What to do
a. Reproduce the passage of the article about the Anchorage stabbing suspect starting with "The four children" and going on through "students and parents.".
b. In the article about the Anchorage stabbing suspect, how much was Pritchard's bail?

Excerpted text
##############################

Stabbing suspect has history of mental woes

Posted: Tuesday, May 08, 2001

ANCHORAGE - The man accused of stabbing four elementary school students Monday in Anchorage has been talking about killing children for years, according to testimony by two psychologists during a 1999 court hearing.

Jason W. Pritchard, 33, has a long history of run-ins with police and of harassing children on school grounds, according to a report in the Anchorage Daily News. Court files detail a history of serious psychological problems, including treatment at the Alaska Psychiatric Institute.

The four children were stabbed in the neck shortly before classes were to begin Monday at Mountain View Elementary School. Three remained in serious condition at Anchorage hospitals today, while one was upgraded to fair condition. Officials said their injuries were not life-threatening. Classes at the school were canceled today and counseling was to be provided to students and parents.

Pritchard was charged with four counts of first-degree attempted murder and four counts of first-degree assault. He was being held at Cook Inlet Pre-trial Facility on $2 million bail.

Prosecutors and police said Pritchard was originally from Oregon and appeared to be living in a car.

Pritchard was diagnosed with schizophrenia and a brain disorder brought on by a suicide attempt in 1998, according to Dr. David Sperbeck, a forensics psychologist who testified at the February 1999 hearing. Sperbeck said Pritchard suffers from delusions that stem from the schizophrenia.

 

JASON PRITCHARD

"He has been focused on his desire to get into heaven," Sperbeck testified. "He's got a multitude of spiritual delusions, and it has caused him to be suicidal and homicidal."

Sperbeck's testimony came at Pritchard's sentencing for a December 1998 criminal trespass case in which Pritchard, a self-proclaimed excommunicated Jehovah's Witness, walked into Kingdom Hall in Anchorage during a service and urged churchgoers to commit suicide with him so they all could go to heaven, according to the charges.

After that incident, Sperbeck said, Pritchard repeatedly discussed his desire to kill children. Sperbeck urged the court to require 24-hour supervision.

At the same hearing, another psychologist, Dr. Lawrence Maile, said Pritchard had exhibited his dangerous tendencies over a long period. Pritchard was sentenced to 130 days in jail for the Kingdom Hall incident.

Pritchard also was convicted of second-degree stalking, a misdemeanor, in 1998 after a series of incidents at schools in Homer. His record also includes convictions since 1995 for assault, criminal mischief and drunken driving, Anchorage prosecutor Carmen ClarkWeeks said.

##############################

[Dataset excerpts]
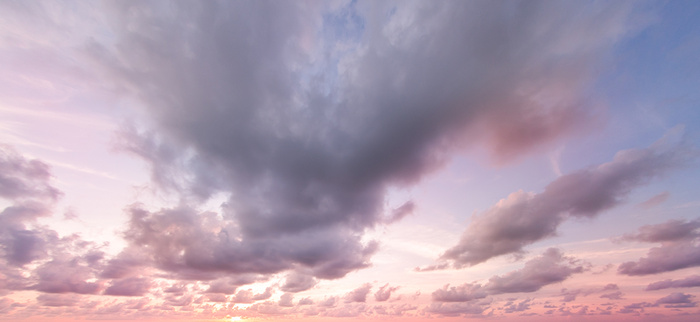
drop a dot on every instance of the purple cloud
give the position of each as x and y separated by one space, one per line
297 282
524 218
384 292
690 281
655 200
462 293
549 268
21 178
132 286
676 300
359 294
678 248
307 157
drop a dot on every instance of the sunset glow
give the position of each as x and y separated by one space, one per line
349 160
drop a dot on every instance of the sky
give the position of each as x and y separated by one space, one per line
349 160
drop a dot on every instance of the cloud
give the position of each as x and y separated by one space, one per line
384 292
132 286
298 282
247 296
679 248
306 139
22 179
676 300
359 294
690 281
462 293
203 246
524 218
286 300
670 231
518 307
454 309
58 299
549 268
655 200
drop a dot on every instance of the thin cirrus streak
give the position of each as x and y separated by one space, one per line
295 160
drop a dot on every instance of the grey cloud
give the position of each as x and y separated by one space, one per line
132 286
66 276
328 302
384 292
247 296
524 218
549 268
678 250
655 200
236 105
669 231
676 300
305 301
359 294
202 246
612 296
286 300
518 307
297 282
401 212
21 178
58 299
455 309
663 259
690 281
228 285
462 293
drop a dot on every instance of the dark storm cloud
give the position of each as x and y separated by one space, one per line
690 281
201 246
679 248
549 268
242 98
524 218
21 178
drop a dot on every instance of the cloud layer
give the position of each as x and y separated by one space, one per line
524 218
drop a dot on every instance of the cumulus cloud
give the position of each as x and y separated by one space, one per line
679 248
677 300
690 281
549 268
462 293
22 178
297 282
359 294
524 218
132 286
307 155
655 200
384 292
286 300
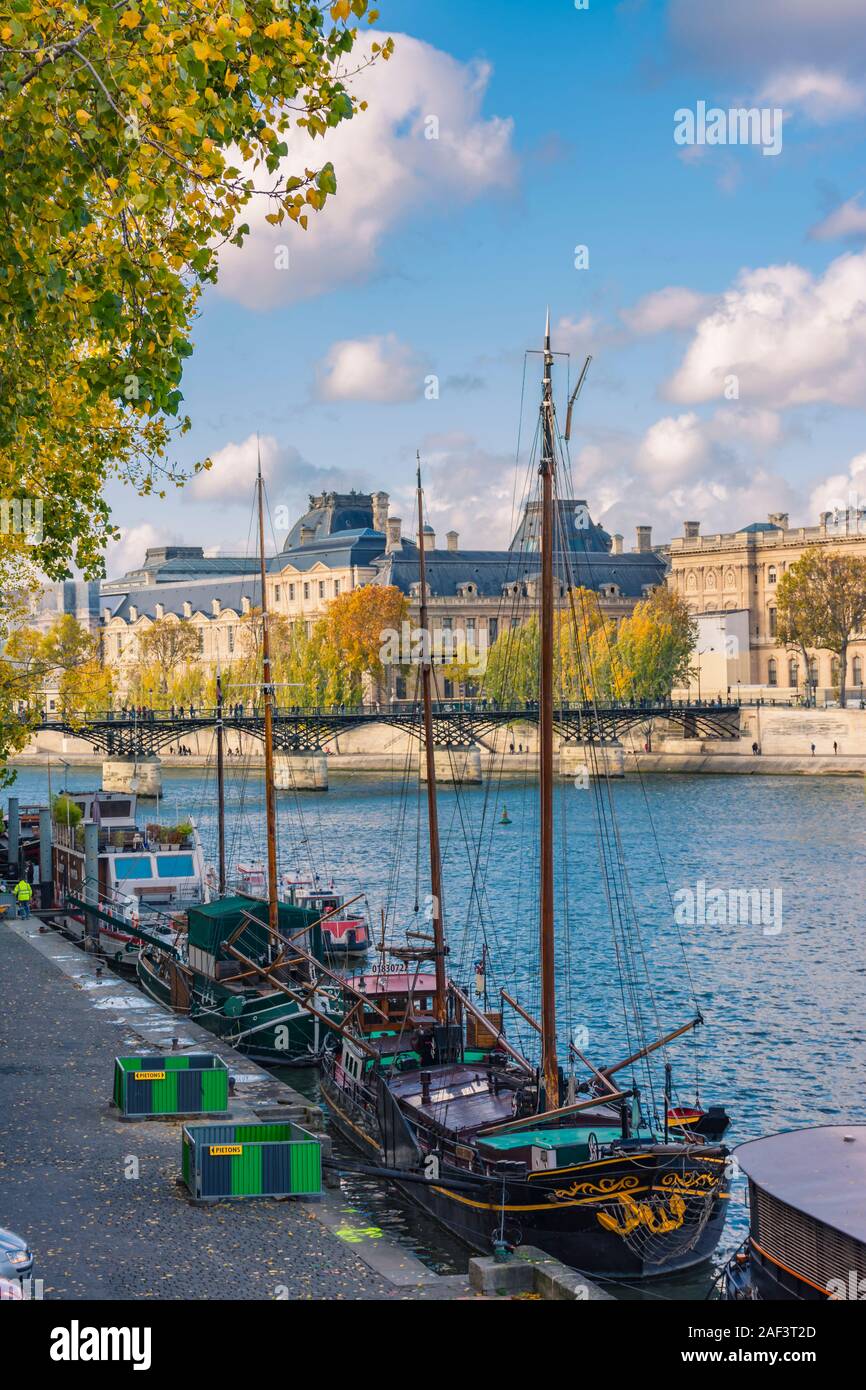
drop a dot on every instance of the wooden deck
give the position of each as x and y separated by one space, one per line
460 1098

##############################

Activity answers
a.
The four children were stabbed in the neck shortly before classes were to begin Monday at Mountain View Elementary School. Three remained in serious condition at Anchorage hospitals today, while one was upgraded to fair condition. Officials said their injuries were not life-threatening. Classes at the school were canceled today and counseling was to be provided to students and parents.

b. $2 million